Lines in the listing under this task are to be copied exactly.

Data for analysis:

________________

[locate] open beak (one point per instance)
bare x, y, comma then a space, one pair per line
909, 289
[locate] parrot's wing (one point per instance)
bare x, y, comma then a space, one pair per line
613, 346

________________

Problem solution:
[locate] open beak (one point per instance)
bare x, y, comma then a space, one pair per line
909, 289
[locate] parrot's wing (one point per instance)
bare x, y, comma then a space, one pair per line
613, 346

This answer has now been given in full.